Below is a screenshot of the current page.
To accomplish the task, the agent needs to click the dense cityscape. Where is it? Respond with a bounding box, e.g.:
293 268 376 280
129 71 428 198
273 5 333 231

====================

Give the material again with "dense cityscape" switched to "crowded skyline", keeping everything else the same.

Below is a screenshot of the current page.
To accomplish the task, the agent needs to click the crowded skyline. Where is it? Respond with a bounding box, e.g.:
293 268 376 280
129 71 428 198
273 5 333 231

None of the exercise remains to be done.